PROBLEM »
This exercise asks for the entries to be repeated exactly, without their images.

EXERCISE MATERIALS »
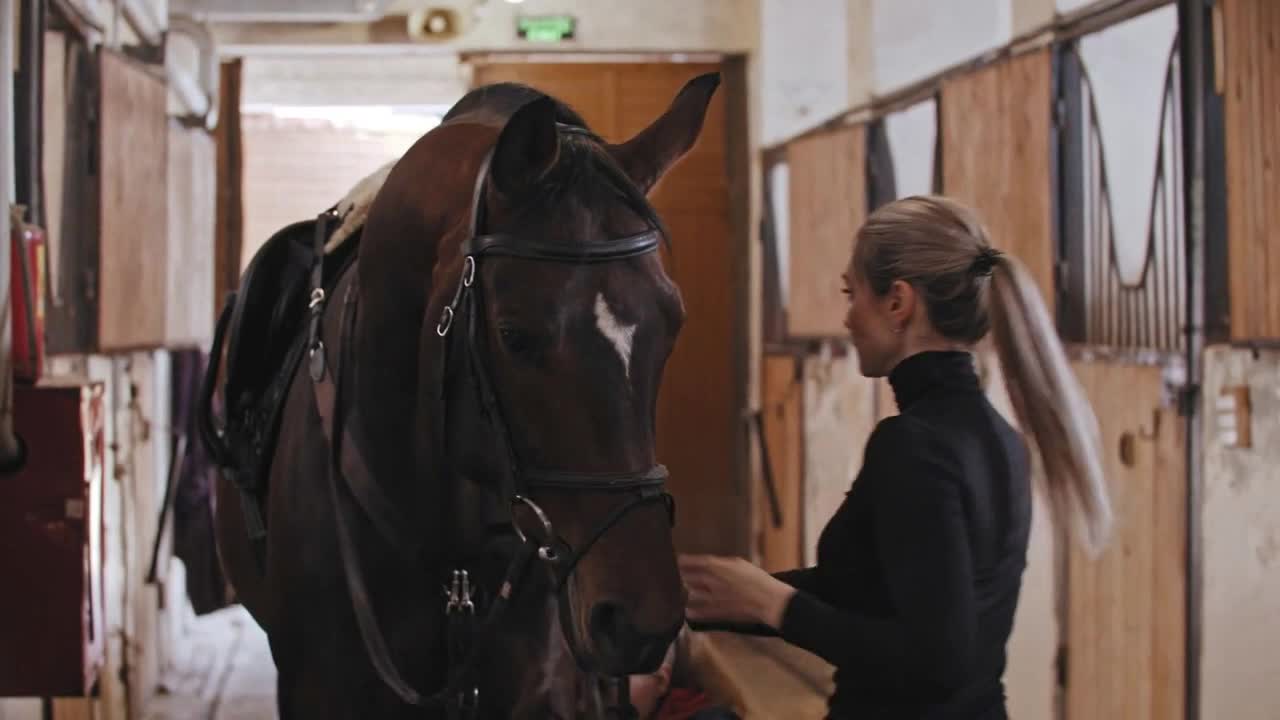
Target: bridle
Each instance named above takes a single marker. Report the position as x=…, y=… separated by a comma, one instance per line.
x=466, y=638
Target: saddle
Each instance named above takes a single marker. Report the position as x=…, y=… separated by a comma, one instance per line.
x=261, y=337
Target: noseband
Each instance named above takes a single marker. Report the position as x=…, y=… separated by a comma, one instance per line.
x=466, y=639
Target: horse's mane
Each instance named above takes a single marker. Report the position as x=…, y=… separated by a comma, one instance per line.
x=584, y=172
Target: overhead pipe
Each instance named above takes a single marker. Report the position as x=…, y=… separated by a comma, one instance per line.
x=197, y=95
x=144, y=22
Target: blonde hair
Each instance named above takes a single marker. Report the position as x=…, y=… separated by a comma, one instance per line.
x=942, y=249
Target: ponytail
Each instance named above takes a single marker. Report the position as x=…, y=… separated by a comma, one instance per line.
x=1050, y=404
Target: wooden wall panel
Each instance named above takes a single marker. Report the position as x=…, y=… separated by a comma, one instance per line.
x=827, y=205
x=996, y=144
x=191, y=218
x=700, y=405
x=1252, y=105
x=1239, y=662
x=781, y=405
x=133, y=165
x=839, y=417
x=1125, y=609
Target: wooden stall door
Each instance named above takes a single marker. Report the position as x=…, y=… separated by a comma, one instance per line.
x=1127, y=610
x=996, y=147
x=780, y=545
x=133, y=213
x=1251, y=92
x=699, y=409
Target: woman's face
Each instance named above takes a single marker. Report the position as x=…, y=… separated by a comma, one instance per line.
x=874, y=324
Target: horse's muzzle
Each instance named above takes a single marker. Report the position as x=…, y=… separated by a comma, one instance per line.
x=620, y=647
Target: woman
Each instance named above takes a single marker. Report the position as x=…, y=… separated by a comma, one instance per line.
x=918, y=572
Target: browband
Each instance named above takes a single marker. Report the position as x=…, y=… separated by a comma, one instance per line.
x=512, y=246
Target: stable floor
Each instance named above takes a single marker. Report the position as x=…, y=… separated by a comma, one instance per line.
x=225, y=673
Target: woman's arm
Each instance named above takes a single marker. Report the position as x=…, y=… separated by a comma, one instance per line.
x=801, y=578
x=923, y=543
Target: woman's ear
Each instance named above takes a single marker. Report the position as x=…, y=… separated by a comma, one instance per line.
x=900, y=304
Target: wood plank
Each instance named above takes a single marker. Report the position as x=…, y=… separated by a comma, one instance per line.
x=781, y=547
x=996, y=144
x=827, y=205
x=192, y=218
x=133, y=165
x=700, y=433
x=54, y=149
x=1240, y=551
x=1252, y=108
x=1125, y=618
x=229, y=227
x=839, y=418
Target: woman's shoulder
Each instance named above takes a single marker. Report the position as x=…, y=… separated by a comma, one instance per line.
x=903, y=442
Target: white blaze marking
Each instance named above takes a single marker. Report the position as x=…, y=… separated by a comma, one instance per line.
x=615, y=332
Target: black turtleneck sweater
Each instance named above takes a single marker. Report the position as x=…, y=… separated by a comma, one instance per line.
x=918, y=572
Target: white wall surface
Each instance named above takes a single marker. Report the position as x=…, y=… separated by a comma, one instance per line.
x=915, y=39
x=604, y=26
x=1127, y=65
x=912, y=135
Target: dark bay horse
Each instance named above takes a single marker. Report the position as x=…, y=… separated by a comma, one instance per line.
x=465, y=513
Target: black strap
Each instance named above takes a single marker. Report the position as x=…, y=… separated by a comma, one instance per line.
x=597, y=482
x=346, y=466
x=602, y=251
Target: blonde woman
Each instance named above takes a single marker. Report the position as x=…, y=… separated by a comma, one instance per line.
x=918, y=572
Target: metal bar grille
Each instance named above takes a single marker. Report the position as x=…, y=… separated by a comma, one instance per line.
x=1101, y=308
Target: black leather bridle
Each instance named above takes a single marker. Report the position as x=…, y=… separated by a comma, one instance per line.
x=467, y=641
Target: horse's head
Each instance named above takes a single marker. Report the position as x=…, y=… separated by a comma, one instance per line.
x=556, y=318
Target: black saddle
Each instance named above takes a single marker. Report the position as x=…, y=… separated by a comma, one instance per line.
x=263, y=328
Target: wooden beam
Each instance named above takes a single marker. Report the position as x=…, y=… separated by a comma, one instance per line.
x=231, y=210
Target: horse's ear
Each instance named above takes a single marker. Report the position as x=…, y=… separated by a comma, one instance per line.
x=526, y=149
x=656, y=149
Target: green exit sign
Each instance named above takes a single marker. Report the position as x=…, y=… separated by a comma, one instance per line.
x=547, y=28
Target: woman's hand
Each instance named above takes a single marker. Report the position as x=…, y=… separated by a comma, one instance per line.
x=732, y=589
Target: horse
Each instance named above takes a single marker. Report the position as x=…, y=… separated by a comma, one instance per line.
x=448, y=501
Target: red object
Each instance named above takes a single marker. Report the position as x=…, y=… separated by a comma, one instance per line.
x=51, y=627
x=682, y=703
x=27, y=296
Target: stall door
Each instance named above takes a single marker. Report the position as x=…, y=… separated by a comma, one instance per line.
x=700, y=428
x=996, y=144
x=1127, y=613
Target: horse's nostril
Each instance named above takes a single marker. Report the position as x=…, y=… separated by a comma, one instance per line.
x=609, y=625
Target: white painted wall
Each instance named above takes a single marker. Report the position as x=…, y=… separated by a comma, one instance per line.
x=915, y=39
x=912, y=136
x=823, y=57
x=352, y=80
x=805, y=71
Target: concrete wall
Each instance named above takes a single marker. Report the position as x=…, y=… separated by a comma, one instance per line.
x=1240, y=515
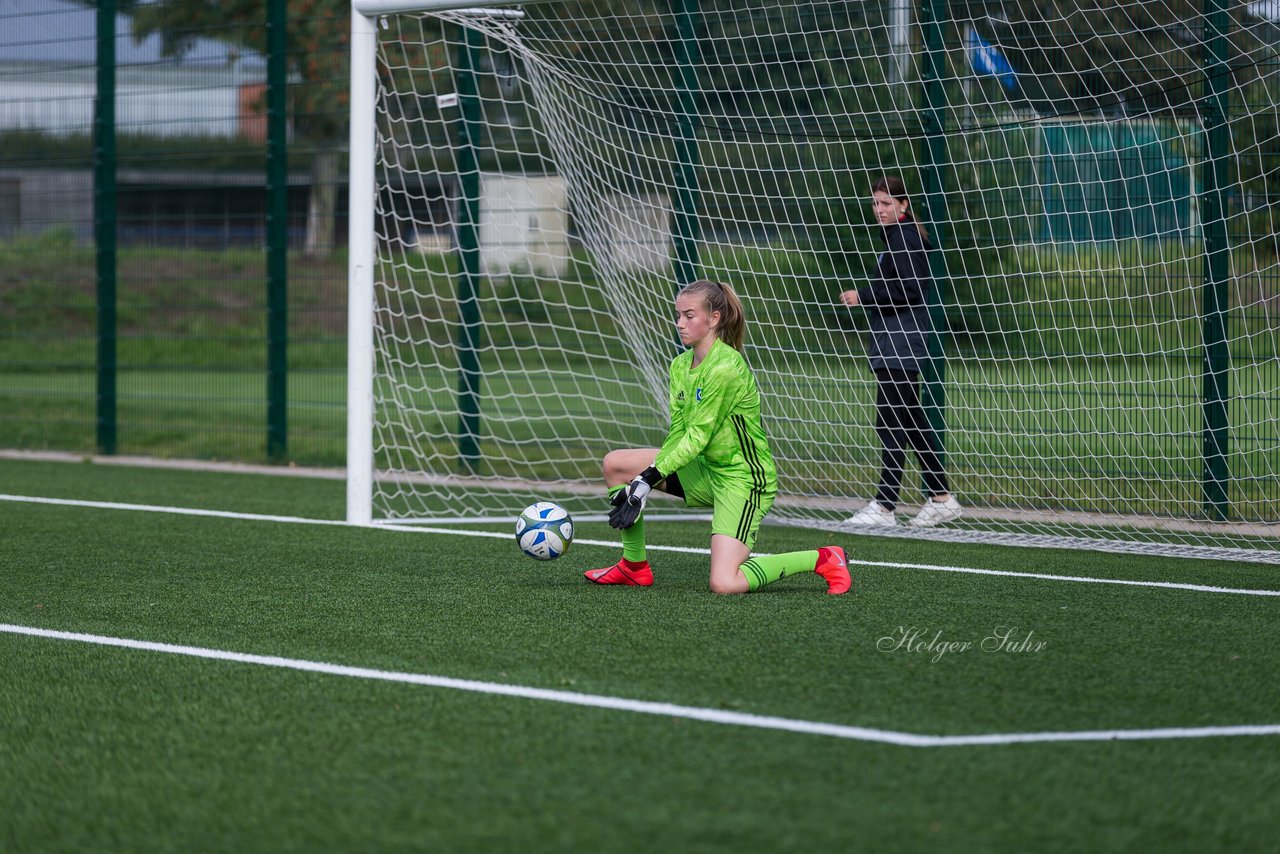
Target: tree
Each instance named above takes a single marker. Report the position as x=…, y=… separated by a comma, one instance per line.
x=319, y=32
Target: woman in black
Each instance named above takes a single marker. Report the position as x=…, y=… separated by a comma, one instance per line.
x=896, y=304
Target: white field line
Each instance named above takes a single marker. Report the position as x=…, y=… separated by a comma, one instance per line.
x=685, y=549
x=662, y=709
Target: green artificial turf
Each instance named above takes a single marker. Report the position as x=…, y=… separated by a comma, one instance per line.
x=126, y=749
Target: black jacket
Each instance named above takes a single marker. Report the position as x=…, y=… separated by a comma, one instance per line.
x=896, y=301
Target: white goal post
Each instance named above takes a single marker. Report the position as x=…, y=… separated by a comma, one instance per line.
x=530, y=185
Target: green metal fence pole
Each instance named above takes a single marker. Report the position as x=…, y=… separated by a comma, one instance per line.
x=469, y=250
x=686, y=228
x=1214, y=177
x=104, y=225
x=277, y=234
x=933, y=160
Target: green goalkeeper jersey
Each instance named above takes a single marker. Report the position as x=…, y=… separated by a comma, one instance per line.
x=716, y=415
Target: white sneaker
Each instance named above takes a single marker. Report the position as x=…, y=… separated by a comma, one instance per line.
x=873, y=515
x=936, y=512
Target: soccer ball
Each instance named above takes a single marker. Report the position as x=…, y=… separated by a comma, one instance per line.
x=544, y=530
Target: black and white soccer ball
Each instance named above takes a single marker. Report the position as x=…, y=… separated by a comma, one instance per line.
x=544, y=530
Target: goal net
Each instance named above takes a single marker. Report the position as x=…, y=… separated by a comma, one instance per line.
x=1097, y=179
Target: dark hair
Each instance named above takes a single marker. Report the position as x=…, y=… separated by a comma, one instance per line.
x=721, y=297
x=894, y=186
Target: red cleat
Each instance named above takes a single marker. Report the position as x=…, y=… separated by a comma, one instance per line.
x=631, y=574
x=833, y=567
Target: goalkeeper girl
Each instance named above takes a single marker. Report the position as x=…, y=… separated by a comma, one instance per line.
x=716, y=455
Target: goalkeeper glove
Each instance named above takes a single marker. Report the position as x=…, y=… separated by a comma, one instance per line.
x=629, y=502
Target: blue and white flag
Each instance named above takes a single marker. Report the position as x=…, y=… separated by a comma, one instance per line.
x=988, y=62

THE COMPLETED TASK »
Target: bridle
Each instance named above takes a single marker. Report the position as x=…, y=… separated by a comma, one instance per line.
x=466, y=638
Target: saddle
Each instance named above takes a single marker. Report the position as x=…, y=… separated by a comma, one instance per line.
x=261, y=337
Target: noseband
Each instance named above takes a single marker. Report the position as x=…, y=… separated by a comma, one instance per line.
x=466, y=639
Target: horse's mane
Each instance named above takes a single marker. Report the position as x=…, y=… separated by a comma, one instance per line.
x=584, y=172
Target: overhead pipe
Each instance named above takes a single marker. Report the position as x=…, y=… separated by a comma, one instance per line.
x=197, y=95
x=144, y=22
Target: blonde hair
Each instance named above takes a single marker. Report the position as x=…, y=… separated by a comma, one instance per line.
x=942, y=249
Target: ponytail
Each instance named above takes a single marker. Report the position as x=…, y=… separated by a comma, one instance per line.
x=1050, y=404
Target: wooden wall panel
Each instance named above takes a single marker. Report the position as x=…, y=… separated by a comma, one instance per line.
x=827, y=205
x=996, y=144
x=191, y=218
x=700, y=405
x=1252, y=105
x=1239, y=662
x=781, y=405
x=133, y=165
x=839, y=417
x=1125, y=609
Target: wooden stall door
Each instance named above takes a single marker. Report the position as x=…, y=… separated by a comma, one instance per line.
x=1127, y=610
x=996, y=147
x=780, y=545
x=133, y=213
x=1251, y=92
x=699, y=409
Target: woman's face
Each instance named above takes a single marker. Report the position as x=…, y=… separated by a comma, one instance per line.
x=874, y=324
Target: horse's muzzle
Each instance named above takes a single marker. Report the position as x=…, y=… separated by a comma, one instance per line.
x=620, y=647
Target: woman
Each instance named above takes a single marker. Report the position as x=…, y=… separated by a comma, one instance per line.
x=918, y=572
Target: browband
Each instance named above takes a single marker. Report the position as x=…, y=… separated by a comma, one instance per line.
x=512, y=246
Target: stable floor
Each instance named above takes a single marker. Report the position as x=…, y=… separated by a comma, one instance per line.
x=225, y=673
Target: woman's arm
Each instance named above takes a single marker. Report the position as x=…, y=… separated by a comma, one instance per line.
x=801, y=578
x=923, y=543
Target: woman's ear
Each instance named above takes a single marker. Report the position as x=…, y=… separated by a comma, one instance per line.
x=900, y=304
Target: wood plank
Each instance named above takes a single marker. Report the position as x=…, y=… separated by a comma, one instance per line.
x=781, y=547
x=996, y=144
x=827, y=205
x=192, y=218
x=133, y=165
x=700, y=433
x=54, y=149
x=1240, y=551
x=1252, y=108
x=1125, y=618
x=229, y=227
x=839, y=418
Target: woman's shoulder
Each instance named above takes a single marker. Report the position as x=…, y=… separated by a comma, one instance per line.
x=903, y=442
Target: white blaze marking
Each instance named above takes a single marker. Report the position as x=…, y=… separated by a comma, one instance per line.
x=615, y=332
Target: black turtleneck sweater
Each instance named above takes a single marker. Report the position as x=…, y=… separated by a comma, one instance per line.
x=918, y=572
Target: white wall surface
Each instance named above takes a single marker. Report the position as x=…, y=… separated by a comma, one instance per line.
x=915, y=39
x=604, y=26
x=1127, y=65
x=912, y=135
Target: dark bay horse
Each instance named above takes a single marker. Report the position as x=…, y=… separated by a comma, one instance per line.
x=465, y=513
Target: black strap
Each instance named above takes a single marker. Report the position as x=…, y=… separated by a comma, one instance per line.
x=597, y=482
x=346, y=466
x=602, y=251
Target: blonde woman
Each instance named above takes a single marker. Report the position as x=…, y=… separated by a comma, one instance per line.
x=918, y=572
Target: metal bar grille
Each instance named above takes a single marker. Report the position as x=…, y=… separated by a comma, one instance per line.
x=1101, y=308
Target: black leather bridle
Each instance named above takes a single marker. Report the position as x=…, y=… separated by a comma, one instance per line.
x=467, y=641
Target: horse's head
Each instance named above takes a single marker. Report the position as x=…, y=… separated by a comma, one instance per line.
x=556, y=318
Target: black saddle
Each instance named above takes a single marker. Report the position as x=…, y=… separated by a comma, one instance per line.
x=263, y=328
Target: wooden beam
Each instance named above takes a single marker. Report the position as x=…, y=… separated by a comma, one instance per line.
x=231, y=210
Target: horse's ear
Each instance named above takes a single marker. Report the position as x=…, y=… separated by a comma, one instance per line.
x=526, y=149
x=656, y=149
Target: green exit sign
Each instance named above takes a single marker. Report the position as x=…, y=… separated by a comma, one instance per line.
x=547, y=28
Target: woman's hand
Each instance named above takes a single marker. Report the position as x=…, y=… separated by a comma, one instance per line.
x=732, y=589
Target: horse
Each instance named above takes a single marker. Report the position as x=…, y=… separated by a comma, one instance per line.
x=448, y=501
Target: red object
Each instance named above takes a single marker. Report the position as x=…, y=… separated by a comma, one instance per line.
x=51, y=627
x=682, y=703
x=27, y=296
Target: stall door
Each instance named above takes a single marker. Report the position as x=…, y=… separated by a comma, one instance per line.
x=700, y=428
x=996, y=144
x=1127, y=613
Target: horse's nostril
Each instance named above takes a single marker. Report the position as x=…, y=… separated by a comma, one instance per line.
x=609, y=625
Target: white painted wall
Each instance named above takes a single marker. Report the position as x=…, y=… separated by a comma, one instance per line.
x=915, y=39
x=912, y=136
x=823, y=57
x=352, y=80
x=805, y=71
Target: concrete wall
Each instance named above takes a single marker. Report the position as x=…, y=… separated by a comma, one instance per line.
x=1240, y=515
Target: tree
Each instance named above takes a single marker. Report the position as x=…, y=… separated by a comma, one instance per line.
x=319, y=32
Target: woman in black
Each instance named above takes a single marker. Report the position as x=…, y=… separated by a comma, one instance per line.
x=896, y=304
Target: white field line
Each instance named above takes a single marker. Report the position as x=…, y=… separated by a comma, one instance per line.
x=685, y=549
x=662, y=709
Target: green artificial turf
Each instance named above takes a single marker. Report the position as x=…, y=… separated by a comma, one instance per line.
x=126, y=749
Target: black jacket
Each instance named above takes a single marker. Report the position as x=…, y=… separated by a comma, one instance per line.
x=896, y=301
Target: white goal post
Each instance named above takes a single marker. Report the position as x=…, y=… separated by a comma, one instance per line.
x=530, y=185
Target: green metal fence pole
Each instance named above takes a single marker. Report the position as x=…, y=… separated by a comma, one instance per line.
x=469, y=250
x=686, y=228
x=1214, y=177
x=104, y=225
x=277, y=234
x=933, y=160
Target: green goalkeeper jersey
Each instance named above takes a single marker. Report the position as x=…, y=… separated by a comma, one instance per line.
x=716, y=415
Target: white sneaker
Each instance named above takes a single marker. Report the position as x=…, y=… separated by a comma, one instance per line.
x=873, y=515
x=936, y=512
Target: soccer ball
Each instance named above takes a single marker. Report the position as x=…, y=… separated by a comma, one instance per line.
x=544, y=530
Target: black and white soccer ball
Each instance named above takes a single marker. Report the position as x=…, y=… separated by a comma, one instance per line.
x=544, y=530
Target: goal net
Each instance named above takes a single marker. Report the position as x=…, y=… separated by a comma, one instance per line.
x=1097, y=179
Target: dark hair
Each instance named above takes a single marker. Report the position as x=…, y=… separated by a comma, one instance per line.
x=721, y=297
x=894, y=186
Target: red cleat
Each instance named above takes a single marker. Report the position as x=…, y=… separated by a comma, one instance per line.
x=631, y=574
x=833, y=567
Target: goalkeeper girl
Each instance named above takes a single marker. Report the position as x=…, y=… separated by a comma, one instance per line.
x=716, y=455
Target: goalkeeper glove
Each instance named above takes a single marker. Report the position as x=…, y=… separated by a comma, one instance per line.
x=629, y=502
Target: blue and white flag
Each instance named above takes a single marker. Report the position as x=…, y=… separated by a comma, one instance per line.
x=988, y=62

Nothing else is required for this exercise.